** start THE INPUT **

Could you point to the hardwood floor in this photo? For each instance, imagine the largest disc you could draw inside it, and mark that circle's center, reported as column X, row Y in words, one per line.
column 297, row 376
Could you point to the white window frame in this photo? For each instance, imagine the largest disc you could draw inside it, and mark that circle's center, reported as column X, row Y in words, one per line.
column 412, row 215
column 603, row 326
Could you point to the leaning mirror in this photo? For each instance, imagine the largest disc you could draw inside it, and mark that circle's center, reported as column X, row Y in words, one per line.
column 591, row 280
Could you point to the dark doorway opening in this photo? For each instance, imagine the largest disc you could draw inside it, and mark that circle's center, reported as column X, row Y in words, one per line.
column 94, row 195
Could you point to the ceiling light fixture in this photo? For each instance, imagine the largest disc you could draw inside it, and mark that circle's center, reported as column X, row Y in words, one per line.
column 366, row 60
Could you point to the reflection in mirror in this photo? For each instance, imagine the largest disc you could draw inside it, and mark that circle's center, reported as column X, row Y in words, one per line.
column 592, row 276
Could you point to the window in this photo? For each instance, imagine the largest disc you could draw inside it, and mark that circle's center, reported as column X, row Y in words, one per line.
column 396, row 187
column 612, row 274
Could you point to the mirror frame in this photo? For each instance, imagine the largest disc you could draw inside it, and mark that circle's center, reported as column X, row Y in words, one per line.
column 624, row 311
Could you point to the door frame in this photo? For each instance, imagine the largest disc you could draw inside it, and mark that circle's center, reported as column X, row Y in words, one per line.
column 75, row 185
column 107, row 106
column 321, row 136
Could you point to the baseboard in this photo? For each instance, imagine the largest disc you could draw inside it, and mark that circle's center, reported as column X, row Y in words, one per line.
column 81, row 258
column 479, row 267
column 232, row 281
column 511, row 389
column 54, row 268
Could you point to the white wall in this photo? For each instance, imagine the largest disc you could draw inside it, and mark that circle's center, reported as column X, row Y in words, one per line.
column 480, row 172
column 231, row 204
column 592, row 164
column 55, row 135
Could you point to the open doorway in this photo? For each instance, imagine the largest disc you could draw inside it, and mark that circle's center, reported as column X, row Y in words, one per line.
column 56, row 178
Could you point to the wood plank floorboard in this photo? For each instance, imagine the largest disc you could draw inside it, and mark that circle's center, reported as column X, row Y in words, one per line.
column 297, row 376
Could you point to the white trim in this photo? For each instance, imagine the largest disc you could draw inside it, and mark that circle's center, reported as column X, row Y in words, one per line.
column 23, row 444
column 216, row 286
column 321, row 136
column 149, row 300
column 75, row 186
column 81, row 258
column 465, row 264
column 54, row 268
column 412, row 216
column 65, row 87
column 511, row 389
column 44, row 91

** end THE INPUT **

> [EXERCISE DIRECTIONS] Recopy the whole listing exactly.

> [EXPECTED OUTPUT]
Could you point to the hardwood floor in this photo? For each instance, imagine the largest disc you could draw inside it, and mark that circle's center, reported as column X, row Y in words, one per line.
column 297, row 376
Could you point to the white window frame in this photo? For each instance, imagine the largest disc you could draw inside it, and mark that circle's center, reported as column X, row Y in words, one per line.
column 412, row 215
column 603, row 326
Could you point to the leaning mirror in this photo? For each instance, imagine the largest disc you could draw inside it, and mark that circle's center, reported as column X, row Y in words, one per line.
column 591, row 280
Could you point to the dark doorway opening in this photo? For each instance, imagine the largest disc you could draw inside it, and mark that circle's center, reported as column X, row Y in words, one per line.
column 94, row 195
Could you point to the ceiling light fixture in this photo? For each instance, imagine the largest disc you could draw inside it, and mark that circle's center, reported as column X, row Y in words, one per line.
column 366, row 60
Could you point to the reflection in mirror in this photo? For each instance, imagine the largest disc you could draw inside it, and mark that circle's center, reported as column X, row Y in words, one per line.
column 592, row 276
Could you point to the window in this photo? For each instance, imagine the largest disc you could draw inside it, and mark that circle's center, reported as column X, row Y in words, one per line.
column 396, row 187
column 612, row 274
Could you point to the mirror frame in this photo? For each instance, imagine the largest disc you could draw inside it, and mark that circle's center, reported as column X, row Y in words, one per line.
column 624, row 311
Could you point to the door frame in this photo? For each instance, imagine the largest disc you could draw inside it, and mark that circle's center, reported as column X, row Y in words, one per line.
column 75, row 185
column 107, row 106
column 321, row 136
Could you point to the baseboard in this photo? For each instance, imagine the largest disc you could draw inside it, and mark that circle's center, reported as column X, row Y in words, one per line.
column 81, row 258
column 479, row 267
column 232, row 281
column 511, row 389
column 54, row 268
Could you point to the white wall in this photo? For each instance, imagine the largest disc you could draw inside it, and mark that circle's center, reported as column X, row Y in words, one per line.
column 480, row 172
column 231, row 204
column 592, row 164
column 55, row 135
Could you point to the open doorway in this photo? For each instance, imagine the largest disc you could draw inside it, and mark that circle's center, reported as column X, row Y in words, one per line.
column 56, row 178
Could you point to the wood plank floorboard in this photo? For each instance, imagine the largest disc you could draw inside it, and mark that circle's center, reported as column X, row Y in words, one per line.
column 297, row 376
Could you point to the white trim in this photo? For each instance, imagine the largest disc you could draw inside it, and mark that circle's center, reported as column X, row Y in words, one per line.
column 23, row 444
column 216, row 286
column 321, row 136
column 149, row 300
column 75, row 186
column 81, row 258
column 465, row 264
column 54, row 268
column 412, row 216
column 65, row 87
column 511, row 389
column 44, row 91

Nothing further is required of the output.